WYBRANY FRAGMENT>
REKLAMA
5.3 C
Siedlce
Reklama

Żelechowskie odcięcie

Na jednym z pasów ruchu na moście w Wilczyskach zapadł się asfalt. Dziura w jezdni zieje wilgocią. Przepływające poniżej wody Wilgi niebezpiecznie podmyły jeden z przyczółków mostu.

Z godziny na godzinę i z dnia na dzień zza kamiennej ściany przyczółka woda ciągle wygarnia ziemię. Most może się zawalić.
Do takiego wniosku doszli niedawno drogowcy z Zarządu Dróg Powiatowych w Łukowie. Po tym postanowili wyłączyć most z użytkowania. Już od wiosny tego roku, obserwowali przedwojenną konstrukcję. Drogowcy spostrzegli sporo pęknięć betonowej spoiny łączącej ciosane kamienie. Były też zapadnięcia asfaltu. W newralgicznych punktach zostały zamontowane specjalne miarki, z których codziennie odczytywano, o ile konstrukcja mostu odkształcała się.

Nie ma mostu, jest bród

Ten most znajduje się na drodze powiatowej z Wilczysk do Żelechowa. Zarząd Dróg Powiatowych wiosną zakazał poruszania się po nim ciężkim pojazdom, ciężarówkom, tirom. Dowiedzieliśmy się, że zakaz respektował mało kto. Konstrukcja, osłabiona przez wodę i ząb czasu (most wybudowano przed II wojną, a później jedynie zmieniano nawierzchnię drogi), mogłaby wytrzymać do przyszłorocznego remontu, gdyby nie ciężkie pojazdy.

ZAPISANE REKORDY>
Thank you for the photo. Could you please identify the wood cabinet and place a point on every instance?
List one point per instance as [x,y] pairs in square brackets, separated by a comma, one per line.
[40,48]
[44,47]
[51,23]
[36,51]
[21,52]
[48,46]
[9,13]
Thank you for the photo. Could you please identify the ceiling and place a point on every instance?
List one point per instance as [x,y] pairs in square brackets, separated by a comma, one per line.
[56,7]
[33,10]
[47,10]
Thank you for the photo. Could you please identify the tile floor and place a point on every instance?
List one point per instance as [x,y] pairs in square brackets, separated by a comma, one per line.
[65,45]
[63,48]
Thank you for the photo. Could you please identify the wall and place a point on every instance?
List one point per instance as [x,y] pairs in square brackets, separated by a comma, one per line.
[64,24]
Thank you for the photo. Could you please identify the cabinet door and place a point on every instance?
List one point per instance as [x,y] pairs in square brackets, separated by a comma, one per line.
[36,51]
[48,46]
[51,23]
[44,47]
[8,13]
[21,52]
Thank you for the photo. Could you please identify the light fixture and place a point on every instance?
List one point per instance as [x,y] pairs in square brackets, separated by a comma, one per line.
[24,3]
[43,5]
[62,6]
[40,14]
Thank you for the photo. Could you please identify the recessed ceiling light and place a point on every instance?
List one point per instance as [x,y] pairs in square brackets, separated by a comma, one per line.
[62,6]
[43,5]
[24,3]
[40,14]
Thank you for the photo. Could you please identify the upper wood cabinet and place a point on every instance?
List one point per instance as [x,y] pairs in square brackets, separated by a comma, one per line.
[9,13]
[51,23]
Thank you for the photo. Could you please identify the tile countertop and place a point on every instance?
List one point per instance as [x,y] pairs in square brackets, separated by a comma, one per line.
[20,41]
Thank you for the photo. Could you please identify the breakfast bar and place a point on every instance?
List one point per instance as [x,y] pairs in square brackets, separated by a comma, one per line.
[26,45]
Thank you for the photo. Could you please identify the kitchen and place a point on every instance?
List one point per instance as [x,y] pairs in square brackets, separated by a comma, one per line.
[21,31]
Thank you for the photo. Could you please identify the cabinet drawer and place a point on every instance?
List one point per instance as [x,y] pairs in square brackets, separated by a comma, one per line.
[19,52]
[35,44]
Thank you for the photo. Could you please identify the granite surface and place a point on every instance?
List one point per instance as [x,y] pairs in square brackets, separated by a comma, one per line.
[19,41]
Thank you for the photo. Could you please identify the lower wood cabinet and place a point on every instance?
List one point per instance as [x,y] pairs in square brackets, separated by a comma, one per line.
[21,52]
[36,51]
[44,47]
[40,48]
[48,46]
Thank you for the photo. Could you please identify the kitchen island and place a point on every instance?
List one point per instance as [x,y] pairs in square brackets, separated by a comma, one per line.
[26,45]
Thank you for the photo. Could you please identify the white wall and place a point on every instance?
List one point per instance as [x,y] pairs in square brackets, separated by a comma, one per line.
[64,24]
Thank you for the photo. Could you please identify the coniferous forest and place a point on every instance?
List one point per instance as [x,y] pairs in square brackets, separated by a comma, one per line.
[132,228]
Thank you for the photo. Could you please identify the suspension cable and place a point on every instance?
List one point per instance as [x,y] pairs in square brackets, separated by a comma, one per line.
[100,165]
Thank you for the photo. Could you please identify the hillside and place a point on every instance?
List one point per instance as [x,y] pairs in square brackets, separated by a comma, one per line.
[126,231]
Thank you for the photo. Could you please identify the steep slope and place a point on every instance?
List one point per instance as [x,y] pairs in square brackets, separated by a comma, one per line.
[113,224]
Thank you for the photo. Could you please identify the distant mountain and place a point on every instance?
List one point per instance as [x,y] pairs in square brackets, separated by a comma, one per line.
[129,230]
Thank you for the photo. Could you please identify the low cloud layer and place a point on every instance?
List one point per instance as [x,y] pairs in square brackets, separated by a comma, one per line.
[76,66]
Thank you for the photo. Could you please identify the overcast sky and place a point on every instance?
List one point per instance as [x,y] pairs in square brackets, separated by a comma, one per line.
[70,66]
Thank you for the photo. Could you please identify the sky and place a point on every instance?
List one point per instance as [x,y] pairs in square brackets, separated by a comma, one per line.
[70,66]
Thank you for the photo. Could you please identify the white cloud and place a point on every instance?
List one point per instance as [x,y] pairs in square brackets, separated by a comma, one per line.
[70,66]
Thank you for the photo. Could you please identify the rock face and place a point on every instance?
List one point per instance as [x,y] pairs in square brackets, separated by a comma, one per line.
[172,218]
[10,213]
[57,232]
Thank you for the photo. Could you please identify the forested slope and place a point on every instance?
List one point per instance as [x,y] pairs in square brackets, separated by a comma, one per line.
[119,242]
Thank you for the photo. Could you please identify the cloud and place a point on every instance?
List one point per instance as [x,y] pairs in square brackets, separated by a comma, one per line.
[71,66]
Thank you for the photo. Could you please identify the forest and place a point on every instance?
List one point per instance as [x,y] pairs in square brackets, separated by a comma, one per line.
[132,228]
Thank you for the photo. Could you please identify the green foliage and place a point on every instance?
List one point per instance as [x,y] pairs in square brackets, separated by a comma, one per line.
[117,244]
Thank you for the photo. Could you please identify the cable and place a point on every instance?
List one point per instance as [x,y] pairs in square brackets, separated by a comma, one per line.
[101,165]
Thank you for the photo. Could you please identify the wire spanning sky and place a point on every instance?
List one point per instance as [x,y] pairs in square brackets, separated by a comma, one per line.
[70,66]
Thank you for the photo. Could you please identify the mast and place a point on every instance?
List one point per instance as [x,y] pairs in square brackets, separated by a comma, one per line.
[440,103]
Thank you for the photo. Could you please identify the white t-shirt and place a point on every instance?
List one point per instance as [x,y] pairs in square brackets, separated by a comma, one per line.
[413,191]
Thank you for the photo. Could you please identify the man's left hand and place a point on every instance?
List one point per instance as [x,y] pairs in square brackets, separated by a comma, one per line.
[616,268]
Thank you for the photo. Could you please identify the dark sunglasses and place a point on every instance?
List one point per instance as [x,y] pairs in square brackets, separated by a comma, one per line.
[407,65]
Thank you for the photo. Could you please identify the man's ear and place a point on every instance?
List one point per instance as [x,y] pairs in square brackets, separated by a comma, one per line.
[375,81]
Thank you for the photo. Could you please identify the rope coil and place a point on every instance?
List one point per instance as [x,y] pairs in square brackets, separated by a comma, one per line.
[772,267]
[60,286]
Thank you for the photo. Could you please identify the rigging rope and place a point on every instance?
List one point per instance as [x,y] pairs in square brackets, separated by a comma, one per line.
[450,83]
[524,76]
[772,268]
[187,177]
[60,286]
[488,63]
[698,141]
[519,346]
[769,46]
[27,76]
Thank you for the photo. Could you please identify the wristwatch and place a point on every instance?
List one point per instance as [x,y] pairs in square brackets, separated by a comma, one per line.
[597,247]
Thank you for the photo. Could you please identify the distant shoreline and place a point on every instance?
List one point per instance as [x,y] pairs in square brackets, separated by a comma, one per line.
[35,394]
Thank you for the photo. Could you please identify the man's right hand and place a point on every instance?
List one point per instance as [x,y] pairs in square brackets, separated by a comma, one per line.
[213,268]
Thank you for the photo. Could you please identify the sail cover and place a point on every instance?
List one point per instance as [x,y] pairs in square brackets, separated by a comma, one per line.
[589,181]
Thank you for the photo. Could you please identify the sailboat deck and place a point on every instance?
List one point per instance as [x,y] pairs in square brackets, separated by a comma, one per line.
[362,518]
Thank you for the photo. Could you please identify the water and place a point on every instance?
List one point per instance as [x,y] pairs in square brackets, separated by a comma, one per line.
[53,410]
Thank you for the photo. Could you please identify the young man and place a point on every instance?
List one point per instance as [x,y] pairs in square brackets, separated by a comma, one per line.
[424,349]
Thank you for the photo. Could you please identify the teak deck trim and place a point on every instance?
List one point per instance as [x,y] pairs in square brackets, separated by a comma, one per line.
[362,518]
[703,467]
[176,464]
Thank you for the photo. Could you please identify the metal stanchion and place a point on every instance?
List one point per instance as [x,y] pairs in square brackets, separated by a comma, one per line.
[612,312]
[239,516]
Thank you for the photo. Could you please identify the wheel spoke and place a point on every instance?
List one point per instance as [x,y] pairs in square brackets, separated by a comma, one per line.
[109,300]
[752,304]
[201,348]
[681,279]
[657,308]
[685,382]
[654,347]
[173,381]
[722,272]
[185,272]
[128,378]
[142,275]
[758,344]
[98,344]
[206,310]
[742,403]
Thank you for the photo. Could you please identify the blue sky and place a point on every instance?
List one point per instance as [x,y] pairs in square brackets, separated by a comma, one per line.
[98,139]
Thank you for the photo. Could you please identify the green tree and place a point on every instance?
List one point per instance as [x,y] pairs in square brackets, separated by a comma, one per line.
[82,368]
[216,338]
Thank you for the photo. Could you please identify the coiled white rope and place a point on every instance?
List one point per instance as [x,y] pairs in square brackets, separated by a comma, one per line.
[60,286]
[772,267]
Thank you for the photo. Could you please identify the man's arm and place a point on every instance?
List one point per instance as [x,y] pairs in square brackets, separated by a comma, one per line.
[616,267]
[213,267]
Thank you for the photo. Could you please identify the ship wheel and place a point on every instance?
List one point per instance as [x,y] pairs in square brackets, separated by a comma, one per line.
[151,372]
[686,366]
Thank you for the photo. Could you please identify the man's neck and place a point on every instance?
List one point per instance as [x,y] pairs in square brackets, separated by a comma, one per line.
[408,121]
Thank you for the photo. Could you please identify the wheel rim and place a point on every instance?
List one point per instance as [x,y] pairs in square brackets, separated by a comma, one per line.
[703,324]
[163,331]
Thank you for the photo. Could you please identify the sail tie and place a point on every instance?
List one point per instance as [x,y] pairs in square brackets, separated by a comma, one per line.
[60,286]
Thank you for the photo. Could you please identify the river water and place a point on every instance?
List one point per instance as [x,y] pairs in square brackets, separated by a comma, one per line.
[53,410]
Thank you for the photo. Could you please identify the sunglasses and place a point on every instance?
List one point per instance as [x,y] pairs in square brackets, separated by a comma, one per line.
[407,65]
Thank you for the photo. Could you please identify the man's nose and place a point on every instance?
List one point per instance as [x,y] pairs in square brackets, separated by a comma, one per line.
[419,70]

ZESTAW ZADAŃ>
• A. Zmień w tekście o moście fragment, który zaczyna się od słów z "Na jednym z", a kończy na "mostu odkształcała się.": przepisz go, wstawiając "starą konstrukcję" w miejsce "przedwojenną konstrukcję".
• B. Policz wiersze rekordów, w których pojawia się ciąg "cable", i podaj tylko liczbę.
Tekst o moście i rekordy nie mają ze sobą nic wspólnego.

LISTA ROZWIĄZAŃ>
• A.
Na jednym z pasów ruchu na moście w Wilczyskach zapadł się asfalt. Dziura w jezdni zieje wilgocią. Przepływające poniżej wody Wilgi niebezpiecznie podmyły jeden z przyczółków mostu.

Z godziny na godzinę i z dnia na dzień zza kamiennej ściany przyczółka woda ciągle wygarnia ziemię. Most może się zawalić.
Do takiego wniosku doszli niedawno drogowcy z Zarządu Dróg Powiatowych w Łukowie. Po tym postanowili wyłączyć most z użytkowania. Już od wiosny tego roku, obserwowali starą konstrukcję. Drogowcy spostrzegli sporo pęknięć betonowej spoiny łączącej ciosane kamienie. Były też zapadnięcia asfaltu. W newralgicznych punktach zostały zamontowane specjalne miarki, z których codziennie odczytywano, o ile konstrukcja mostu odkształcała się.

• B. 2